# [Provided text]
(begin)
[Techtalk] Cooking Kernels

Malcolm Tredinnick malcolm at commsecure.com.au
Sun Sep 22 11:31:11 EST 2002


On Sat, Sep 21, 2002 at 06:24:42PM -0400, Beth Johnson wrote:
> Here's a question about making a custom kernel,
> when one goes to make xconfig, is the configuration in the program the
> configuration for one's installed kernel (which you then modify) or is
> is some default kernel configuration which may or may not reflect your
> system's needs?

It depends.

If you are reconfiguring in the same directory that you have previously
configured a kernel in, then it will use the old configuration file. If
you are configuring from a newly unpacked tarball, then it uses a
default. The default will almost work on most systems, but it's likely
to not have some filesystems you need (ext3 is not on by default, for
example) and the network driver you need may not be selected (by default
you only get eepro 100, I seem to recall). So don't just build the
default -- but I guess that's obvious.

The one thing the kernel build process cannot do is work out what
options you chose for the kernel you are running now ("installed kernel"
makes no sense, since you can have multiple kernels available at boot
time).
(end)
# [Record excerpts]
(begin)
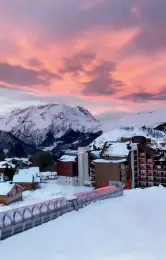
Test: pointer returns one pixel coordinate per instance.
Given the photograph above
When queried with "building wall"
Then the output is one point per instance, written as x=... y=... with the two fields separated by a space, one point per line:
x=69 y=181
x=105 y=172
x=67 y=168
x=29 y=186
x=14 y=195
x=83 y=167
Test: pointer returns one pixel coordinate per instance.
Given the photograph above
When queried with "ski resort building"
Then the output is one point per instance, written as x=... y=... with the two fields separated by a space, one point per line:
x=103 y=171
x=148 y=163
x=29 y=178
x=73 y=168
x=10 y=193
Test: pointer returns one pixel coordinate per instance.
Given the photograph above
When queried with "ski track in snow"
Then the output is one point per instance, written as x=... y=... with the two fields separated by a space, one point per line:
x=131 y=227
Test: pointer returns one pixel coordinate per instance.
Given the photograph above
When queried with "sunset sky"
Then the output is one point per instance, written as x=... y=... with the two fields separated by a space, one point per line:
x=106 y=55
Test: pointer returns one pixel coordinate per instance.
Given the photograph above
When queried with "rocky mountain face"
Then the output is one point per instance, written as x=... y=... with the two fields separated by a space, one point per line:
x=152 y=119
x=13 y=147
x=51 y=127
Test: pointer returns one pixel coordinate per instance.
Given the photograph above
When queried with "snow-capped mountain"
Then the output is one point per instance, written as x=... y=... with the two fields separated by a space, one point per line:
x=14 y=147
x=116 y=134
x=153 y=119
x=52 y=126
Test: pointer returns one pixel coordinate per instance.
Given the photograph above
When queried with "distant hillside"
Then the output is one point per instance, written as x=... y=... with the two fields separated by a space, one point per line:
x=152 y=119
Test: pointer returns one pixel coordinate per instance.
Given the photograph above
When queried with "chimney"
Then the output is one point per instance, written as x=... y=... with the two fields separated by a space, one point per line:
x=83 y=165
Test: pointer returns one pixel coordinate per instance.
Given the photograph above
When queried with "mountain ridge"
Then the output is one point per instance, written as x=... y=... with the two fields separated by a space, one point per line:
x=52 y=126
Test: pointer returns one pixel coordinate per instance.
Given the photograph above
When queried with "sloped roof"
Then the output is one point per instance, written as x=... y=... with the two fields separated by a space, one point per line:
x=95 y=154
x=30 y=175
x=115 y=149
x=68 y=158
x=109 y=161
x=5 y=188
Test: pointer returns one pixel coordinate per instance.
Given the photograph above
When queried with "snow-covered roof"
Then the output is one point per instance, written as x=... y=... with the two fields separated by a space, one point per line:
x=30 y=175
x=71 y=152
x=109 y=161
x=4 y=163
x=115 y=149
x=95 y=154
x=5 y=188
x=68 y=158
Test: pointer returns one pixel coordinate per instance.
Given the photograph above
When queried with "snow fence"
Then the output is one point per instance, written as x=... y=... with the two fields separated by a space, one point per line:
x=21 y=219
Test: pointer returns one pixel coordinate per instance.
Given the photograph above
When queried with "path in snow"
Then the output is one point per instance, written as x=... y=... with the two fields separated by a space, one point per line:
x=48 y=191
x=131 y=227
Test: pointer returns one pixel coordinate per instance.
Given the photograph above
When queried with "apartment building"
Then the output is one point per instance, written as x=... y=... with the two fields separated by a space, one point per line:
x=148 y=164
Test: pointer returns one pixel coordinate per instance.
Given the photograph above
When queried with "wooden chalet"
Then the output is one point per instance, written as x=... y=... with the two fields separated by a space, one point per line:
x=114 y=151
x=10 y=193
x=67 y=166
x=29 y=178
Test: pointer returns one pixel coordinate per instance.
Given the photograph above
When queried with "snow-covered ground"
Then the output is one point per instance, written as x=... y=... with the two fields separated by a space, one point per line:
x=49 y=190
x=131 y=227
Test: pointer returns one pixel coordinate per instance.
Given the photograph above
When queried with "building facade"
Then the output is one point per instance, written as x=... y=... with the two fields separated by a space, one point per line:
x=148 y=164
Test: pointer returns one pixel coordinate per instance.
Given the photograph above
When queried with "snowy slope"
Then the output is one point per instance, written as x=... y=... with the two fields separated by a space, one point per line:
x=41 y=125
x=117 y=134
x=131 y=227
x=148 y=119
x=50 y=190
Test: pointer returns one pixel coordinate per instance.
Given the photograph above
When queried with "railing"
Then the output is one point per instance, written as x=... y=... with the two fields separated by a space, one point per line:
x=21 y=219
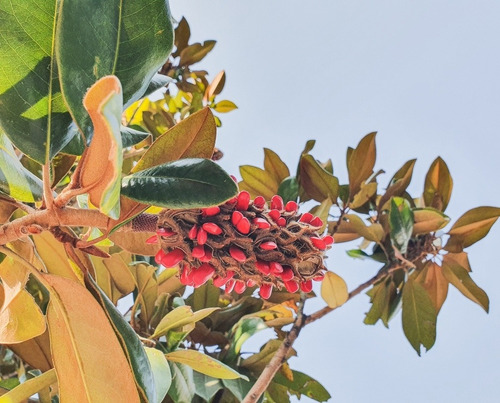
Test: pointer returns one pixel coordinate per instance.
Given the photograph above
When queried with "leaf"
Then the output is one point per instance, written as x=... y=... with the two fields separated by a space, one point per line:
x=187 y=183
x=32 y=111
x=161 y=372
x=127 y=38
x=438 y=185
x=20 y=317
x=204 y=363
x=193 y=137
x=428 y=220
x=72 y=317
x=401 y=223
x=459 y=277
x=25 y=390
x=275 y=166
x=334 y=290
x=317 y=183
x=471 y=227
x=104 y=104
x=435 y=283
x=303 y=384
x=224 y=106
x=360 y=162
x=15 y=180
x=419 y=316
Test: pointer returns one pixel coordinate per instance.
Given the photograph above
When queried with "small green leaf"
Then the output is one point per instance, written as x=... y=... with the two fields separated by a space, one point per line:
x=419 y=316
x=187 y=183
x=401 y=223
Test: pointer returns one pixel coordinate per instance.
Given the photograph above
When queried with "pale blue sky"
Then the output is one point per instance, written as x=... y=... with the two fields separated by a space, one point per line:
x=425 y=75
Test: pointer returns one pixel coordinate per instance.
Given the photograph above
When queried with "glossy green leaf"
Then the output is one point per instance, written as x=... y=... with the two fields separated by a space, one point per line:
x=461 y=280
x=401 y=223
x=15 y=180
x=161 y=373
x=303 y=384
x=187 y=183
x=419 y=316
x=32 y=111
x=438 y=185
x=127 y=38
x=471 y=227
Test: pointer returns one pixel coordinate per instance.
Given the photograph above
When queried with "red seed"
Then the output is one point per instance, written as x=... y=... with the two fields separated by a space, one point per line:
x=212 y=228
x=229 y=286
x=259 y=202
x=318 y=242
x=277 y=203
x=165 y=232
x=152 y=239
x=172 y=258
x=328 y=240
x=276 y=268
x=198 y=251
x=201 y=237
x=243 y=226
x=193 y=232
x=263 y=267
x=237 y=254
x=261 y=223
x=306 y=217
x=316 y=222
x=211 y=211
x=207 y=256
x=243 y=200
x=202 y=274
x=306 y=286
x=268 y=245
x=159 y=256
x=291 y=206
x=239 y=286
x=265 y=290
x=236 y=217
x=274 y=214
x=287 y=274
x=291 y=286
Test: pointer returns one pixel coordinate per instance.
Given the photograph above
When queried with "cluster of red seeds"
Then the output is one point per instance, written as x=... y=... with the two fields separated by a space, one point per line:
x=243 y=243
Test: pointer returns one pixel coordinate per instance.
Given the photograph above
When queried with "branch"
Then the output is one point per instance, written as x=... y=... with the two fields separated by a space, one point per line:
x=279 y=357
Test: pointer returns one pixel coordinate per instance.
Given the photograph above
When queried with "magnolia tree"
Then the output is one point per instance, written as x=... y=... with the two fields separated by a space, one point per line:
x=106 y=194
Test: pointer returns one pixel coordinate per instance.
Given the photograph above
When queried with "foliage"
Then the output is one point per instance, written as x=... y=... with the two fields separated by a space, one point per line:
x=86 y=150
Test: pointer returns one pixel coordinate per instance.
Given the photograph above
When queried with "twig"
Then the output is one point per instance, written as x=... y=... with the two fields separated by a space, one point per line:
x=279 y=357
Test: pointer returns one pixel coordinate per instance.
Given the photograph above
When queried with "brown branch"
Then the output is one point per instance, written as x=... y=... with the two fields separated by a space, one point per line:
x=279 y=357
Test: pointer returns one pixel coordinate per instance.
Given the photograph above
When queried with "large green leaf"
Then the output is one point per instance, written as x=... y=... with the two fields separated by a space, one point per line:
x=419 y=316
x=32 y=111
x=15 y=180
x=128 y=38
x=187 y=183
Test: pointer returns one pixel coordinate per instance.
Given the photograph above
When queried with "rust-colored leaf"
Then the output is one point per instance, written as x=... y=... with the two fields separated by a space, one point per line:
x=80 y=333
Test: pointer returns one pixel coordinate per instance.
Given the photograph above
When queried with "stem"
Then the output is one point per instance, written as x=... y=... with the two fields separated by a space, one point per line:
x=279 y=357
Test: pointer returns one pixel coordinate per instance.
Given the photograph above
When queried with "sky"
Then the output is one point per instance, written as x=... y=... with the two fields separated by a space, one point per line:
x=425 y=76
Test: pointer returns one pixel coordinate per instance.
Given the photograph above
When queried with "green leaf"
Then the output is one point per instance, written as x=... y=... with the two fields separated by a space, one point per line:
x=15 y=180
x=471 y=227
x=460 y=278
x=161 y=373
x=187 y=183
x=303 y=384
x=23 y=391
x=438 y=185
x=204 y=363
x=419 y=316
x=401 y=223
x=32 y=111
x=127 y=38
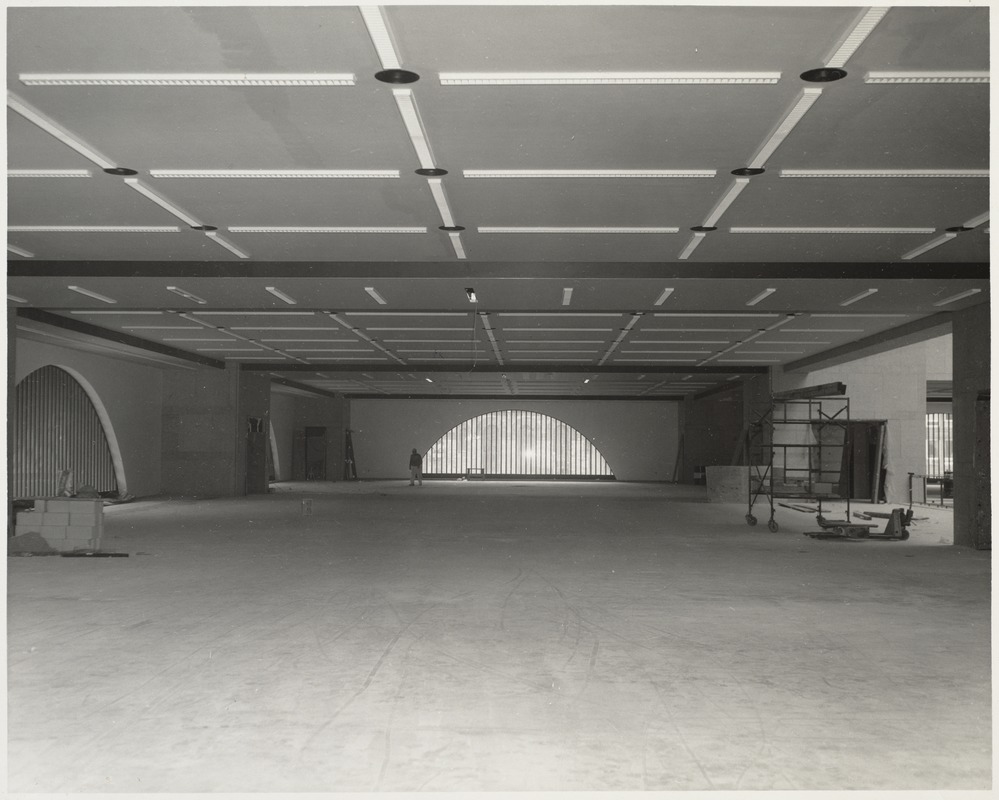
(end)
# [Set exercise]
Continue the mailing-list reply about custom kernel configuration above, starting right after its last sentence.

# [Result of the exercise]
The configuration information after each run of 'make *config' is stored
in a file called .config in the top level source directory (linux/ or
linux-<version>/). It's a fairly common trick to copy this file
somewhere safe and name it after the kernel you were configuring. So,
for example, after running 'make xconfig', you might do

	cp .config ~/LINUX-config-2.4.19

Then, the next time you are building a kernel, you copy the most recent
config file back into .config and run 'make oldconfig' on it. This
upgrades and old .config file to include any new options from the
current kernel (so you can use the configuration file from a 2.4.18
kernel to seed your 2.4.19 build, for example). I think the config file
I use on my desktop box is about two years old, since I keep recycling
it in this fashion.

> Is that a clear question?

Yep. Is it a clear answer? :-)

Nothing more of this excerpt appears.